▶ Your instructions
Please write out every line of the items below as a JSON list of strings, one string per line, skipping blank lines and leaving out the pictures.

▶ Excerpted records
====
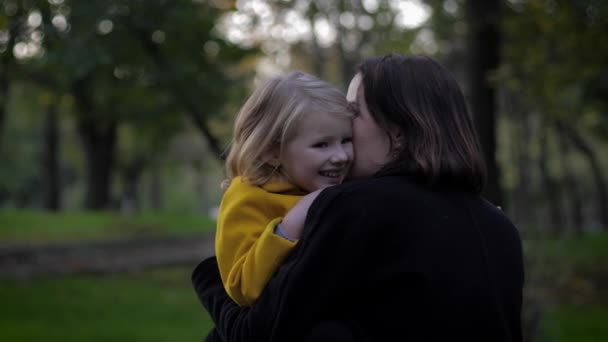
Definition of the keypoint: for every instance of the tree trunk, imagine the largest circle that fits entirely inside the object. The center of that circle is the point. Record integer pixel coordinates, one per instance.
(585, 148)
(3, 99)
(155, 190)
(131, 176)
(50, 161)
(484, 40)
(552, 188)
(179, 91)
(523, 197)
(99, 138)
(574, 194)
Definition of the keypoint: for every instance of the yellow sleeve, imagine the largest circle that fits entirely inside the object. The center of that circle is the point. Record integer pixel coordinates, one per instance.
(248, 252)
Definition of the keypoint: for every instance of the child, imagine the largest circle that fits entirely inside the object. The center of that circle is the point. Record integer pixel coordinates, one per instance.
(292, 137)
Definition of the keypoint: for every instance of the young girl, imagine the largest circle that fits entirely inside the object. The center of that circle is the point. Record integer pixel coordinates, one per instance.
(291, 137)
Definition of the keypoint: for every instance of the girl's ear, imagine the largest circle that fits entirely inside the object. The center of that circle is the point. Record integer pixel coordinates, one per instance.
(396, 138)
(272, 157)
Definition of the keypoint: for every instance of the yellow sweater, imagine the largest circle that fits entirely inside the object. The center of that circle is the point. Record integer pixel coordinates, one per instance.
(247, 250)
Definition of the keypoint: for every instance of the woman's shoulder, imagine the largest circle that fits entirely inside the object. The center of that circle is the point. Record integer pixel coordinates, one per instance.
(384, 187)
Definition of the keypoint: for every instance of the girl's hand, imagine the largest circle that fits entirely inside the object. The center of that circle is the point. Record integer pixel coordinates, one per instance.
(293, 223)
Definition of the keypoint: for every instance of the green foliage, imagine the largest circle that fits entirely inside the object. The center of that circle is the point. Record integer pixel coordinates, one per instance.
(146, 306)
(576, 323)
(43, 227)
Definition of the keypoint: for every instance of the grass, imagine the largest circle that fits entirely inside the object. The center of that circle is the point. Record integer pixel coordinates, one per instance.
(570, 277)
(146, 306)
(17, 226)
(577, 323)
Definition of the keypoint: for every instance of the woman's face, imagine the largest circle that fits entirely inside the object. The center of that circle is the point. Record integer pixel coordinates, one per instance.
(370, 142)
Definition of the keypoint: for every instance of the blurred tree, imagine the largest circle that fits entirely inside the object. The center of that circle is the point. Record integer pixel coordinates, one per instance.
(326, 38)
(561, 75)
(117, 58)
(484, 41)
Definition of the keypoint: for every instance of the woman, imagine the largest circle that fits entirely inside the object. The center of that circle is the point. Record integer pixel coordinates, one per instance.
(408, 250)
====
▶ Reply
[
  "Definition of the keypoint: for every instance of the tree trunk, imagine the largest circle that fits entirely inside the object. The center of that circle is the point. Record integer pixel coordinates, one per instance.",
  "(585, 148)",
  "(3, 99)",
  "(155, 190)",
  "(131, 176)",
  "(50, 161)",
  "(484, 40)",
  "(552, 188)",
  "(179, 91)",
  "(523, 197)",
  "(99, 138)",
  "(574, 194)",
  "Definition of the keypoint: for every instance of the yellow sleeve, imagine the largest circle that fits entirely inside the object. The center of that circle is the point. Record integer pixel coordinates, one per instance.",
  "(248, 252)",
  "Definition of the keypoint: for every instance of the child, imagine the largest circle that fits entirely inside the object. The center of that circle is the point. Record integer pixel coordinates, one per instance.",
  "(292, 137)",
  "Definition of the keypoint: for every instance of the young girl, imagine the largest circle that fits entirely inside the object. The center of that circle is the point. Record integer pixel coordinates, one per instance.",
  "(291, 137)",
  "Definition of the keypoint: for every instance of the girl's ear, imagine the largest circle that fits entirely inside the object. The center of that circle is the point. Record integer pixel coordinates, one per instance.",
  "(396, 138)",
  "(272, 157)",
  "Definition of the keypoint: for every instance of the yellow sweater, imagine the largest circle that fits entirely inside the object. The center of that circle is the point. Record integer pixel coordinates, one per instance.",
  "(247, 250)",
  "Definition of the keypoint: for every instance of the woman's shoulder, imagine the largest circle that fits entirely inside the object. The center of that circle is the point. Record integer pixel coordinates, one per instance.",
  "(384, 187)",
  "Definition of the keypoint: for every instance of the girl's hand, imagine the largest circle that fits entirely inside the object. The center of that circle is the point. Record integer pixel coordinates, one per instance.",
  "(293, 223)",
  "Definition of the keypoint: for every instance of the green foliage, imagine the largest circle that fits entirely inside the object. The center of that circle is the point. Record integer pixel coordinates, one per instance.",
  "(146, 306)",
  "(576, 323)",
  "(43, 227)",
  "Definition of the keypoint: for every instance of the grass, imagine the largest circle that fits entirely inside the object. The center of that circle is the point. Record integer pixel coordinates, one per instance.",
  "(570, 277)",
  "(146, 306)",
  "(17, 226)",
  "(577, 323)",
  "Definition of the keypoint: for every instance of the woman's face, imagine the largest circle that fits entirely inside the object. The center of that circle is the point. Record integer pixel coordinates, one per instance.",
  "(370, 142)",
  "Definition of the keypoint: for every instance of the blurred tree, imagine the largest circle that fits entirely inside the object. The center of that circle is the point. Record integer pixel coordinates, one per instance.",
  "(326, 38)",
  "(561, 75)",
  "(117, 58)",
  "(484, 41)",
  "Definition of the keypoint: for every instance of the woman, imagine the largest circle that fits entirely inside the object. The center of that circle is the point. Record integer pixel coordinates, one per instance.",
  "(408, 250)"
]